# ЧТО СДЕЛАТЬ
**A)** Какие писатели названы по имени в отрывке о писателях-реалистах? Перечислите всех.
**B)** Продолжите отрывок о писателях-реалистах, начиная сразу после его последнего предложения.

# ВЫБРАННЫЙ ОТРЫВОК

Обращение к творчеству названных — крупнейших представителей реализма в русской литературе первой трети XX века — писателей позволяет понять, как в условиях бурно развивающегося времени, отмеченного для России несколькими войнами и революциями, сохраняется и развивается представление о человеческой личности как величайшей ценности в мире. Это в особенности важно потому, что определяющие в процессе исторического развития события отнюдь не способствовали укреплению упомянутого выше представления, отводя человеку роль функции событий или просто — щепки на волнах истории. Писатели, оказавшиеся в эмиграции, с особой силой ощущали это и старались противостоять такому взгляду. Выброшенные из родной страны, они отказывались соглашаться с тем, что в новых условиях человеческая личность нивелируется, растворяется в массе, теряет свои индивидуальные свойства.

Писатели, о которых идет речь в диссертации, более всего ценят в человеке способность к реализации имеющегося у него духовного потенциала и в то же время — его способность раздвигать рамки мира, в котором он живет. Самореализация человека осуществляется прежде всего благодаря его вниманию к окружающим, способности вступать с ними — с миром — в контакт, что ведет к душевному взаимообогащению, способности испытывать высокое и прекрасное чувство любви, не отягощенное корыстными соображениями, не снижаемое чувственными порывами.

Стоит заметить особо: писатели оставляют вне пределов своего внимания сферу социальной жизни, но это не может служить основанием для упреков в их адрес. Столь распространенной в литературе XX века концепции трагического одиночества, на которое осужден человек, противопоставляется убежденность в возможности его преодоления, залогом чего является способность человека найти — в любви, в дружбе, наконец, в творчестве — путь к сердцу другого.

Целыо нашего исследования является характеристика индивидуальных модификаций личности, представление о которой утверждается И.Буниным и Б.Зайцевым, И.Шмелевым и А.Куприным. Стоит, повторив, подчеркнуть, что в творчестве каждого из упомянутых художников закрепляется свое собственное — в автобиографических произведениях основанное на глубоко личном жизненном опыте — понимание того, на чем зиждется, как идет процесс формирования человеческой личности. И однако при этом основные исходные позиции столь разных писателей обнаруживают нечто общее, обусловленное общностью — в главном — эстетической концепции жизни, которой они оставались верны. Процесс становления человеческой личности, определяемый дарованием и собственным жизненным (духовно-биографическим) опытом автора, но еще — обстоятельствами, в которых развивается указанный процесс, оказывается в сфере исследования в настоящей работе.

Записи с разметкой положения:

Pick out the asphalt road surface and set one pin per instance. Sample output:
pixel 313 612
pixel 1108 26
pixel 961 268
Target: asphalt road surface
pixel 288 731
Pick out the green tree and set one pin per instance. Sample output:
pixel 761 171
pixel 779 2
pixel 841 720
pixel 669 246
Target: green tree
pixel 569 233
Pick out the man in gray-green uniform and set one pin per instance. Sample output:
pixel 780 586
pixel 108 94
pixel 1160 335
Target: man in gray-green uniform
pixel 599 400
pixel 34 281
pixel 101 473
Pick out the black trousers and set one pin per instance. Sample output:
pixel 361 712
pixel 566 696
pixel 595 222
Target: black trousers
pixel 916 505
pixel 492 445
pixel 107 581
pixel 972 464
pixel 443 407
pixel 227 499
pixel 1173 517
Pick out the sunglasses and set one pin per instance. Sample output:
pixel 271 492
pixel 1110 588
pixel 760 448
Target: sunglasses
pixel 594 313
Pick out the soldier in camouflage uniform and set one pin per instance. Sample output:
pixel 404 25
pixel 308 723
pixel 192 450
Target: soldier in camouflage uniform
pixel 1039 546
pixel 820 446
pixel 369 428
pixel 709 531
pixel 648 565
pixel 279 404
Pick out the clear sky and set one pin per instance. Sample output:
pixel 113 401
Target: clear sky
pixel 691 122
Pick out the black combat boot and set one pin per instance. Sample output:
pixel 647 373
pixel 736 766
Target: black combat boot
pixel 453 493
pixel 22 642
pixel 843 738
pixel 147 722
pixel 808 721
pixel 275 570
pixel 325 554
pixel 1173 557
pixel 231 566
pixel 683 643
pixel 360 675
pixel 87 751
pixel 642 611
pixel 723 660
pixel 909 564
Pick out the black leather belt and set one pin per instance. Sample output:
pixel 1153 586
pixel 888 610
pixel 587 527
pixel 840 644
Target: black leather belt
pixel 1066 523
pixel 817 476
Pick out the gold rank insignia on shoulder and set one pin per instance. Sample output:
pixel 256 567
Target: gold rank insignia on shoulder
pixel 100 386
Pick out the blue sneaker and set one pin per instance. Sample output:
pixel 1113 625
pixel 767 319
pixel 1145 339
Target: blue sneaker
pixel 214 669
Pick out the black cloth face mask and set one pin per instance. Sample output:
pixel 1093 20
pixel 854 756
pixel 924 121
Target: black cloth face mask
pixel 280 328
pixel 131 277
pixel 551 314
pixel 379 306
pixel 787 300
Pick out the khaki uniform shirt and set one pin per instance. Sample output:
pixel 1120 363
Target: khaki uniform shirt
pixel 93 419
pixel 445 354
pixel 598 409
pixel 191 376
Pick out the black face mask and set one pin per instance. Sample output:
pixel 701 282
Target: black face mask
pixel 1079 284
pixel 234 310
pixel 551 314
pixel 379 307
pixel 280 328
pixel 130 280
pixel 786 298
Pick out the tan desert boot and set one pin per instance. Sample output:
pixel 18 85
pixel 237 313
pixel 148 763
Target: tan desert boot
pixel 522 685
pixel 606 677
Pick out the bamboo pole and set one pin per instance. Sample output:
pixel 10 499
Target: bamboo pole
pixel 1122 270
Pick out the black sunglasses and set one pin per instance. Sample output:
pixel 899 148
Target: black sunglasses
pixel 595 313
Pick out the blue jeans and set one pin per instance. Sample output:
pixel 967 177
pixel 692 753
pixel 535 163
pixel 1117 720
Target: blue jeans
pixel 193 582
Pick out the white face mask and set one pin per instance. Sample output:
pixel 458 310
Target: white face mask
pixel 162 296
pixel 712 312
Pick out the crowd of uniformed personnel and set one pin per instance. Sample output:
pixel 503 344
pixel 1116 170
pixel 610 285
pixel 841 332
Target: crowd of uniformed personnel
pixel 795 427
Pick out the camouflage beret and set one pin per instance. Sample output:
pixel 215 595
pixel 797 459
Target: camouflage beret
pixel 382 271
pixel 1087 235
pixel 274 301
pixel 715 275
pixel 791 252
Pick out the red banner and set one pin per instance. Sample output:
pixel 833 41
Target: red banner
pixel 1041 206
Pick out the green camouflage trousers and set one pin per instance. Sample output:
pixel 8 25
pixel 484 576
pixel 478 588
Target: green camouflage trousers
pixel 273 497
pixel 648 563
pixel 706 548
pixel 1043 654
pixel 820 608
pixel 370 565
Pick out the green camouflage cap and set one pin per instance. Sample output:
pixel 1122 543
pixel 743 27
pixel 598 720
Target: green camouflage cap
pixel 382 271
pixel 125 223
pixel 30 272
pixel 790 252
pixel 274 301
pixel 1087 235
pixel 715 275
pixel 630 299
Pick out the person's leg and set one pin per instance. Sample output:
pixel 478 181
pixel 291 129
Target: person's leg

# ГОТОВЫЕ ОТВЕТЫ
**A)** И. Бунин, Б. Зайцев, И. Шмелев, А. Куприн.

**B)**
Научная новизна ее обусловлена тем, что процесс становления личности в прозе русского Зарубежья остается па периферии поля зрения исследователей, сосредоточивающих внимание преимущественно на индивидуальных (частных) его проявлениях, ограничиваясь обращением к одному — тому или иному — писателю. А между тем представляется важным, учитывая этот, имеющийся в нашем литературоведении, материал, охарактеризовать сделанное художником как проявление общих тенденций в разрешении литературой русского Зарубежья центральной в настоящей диссертации проблемы.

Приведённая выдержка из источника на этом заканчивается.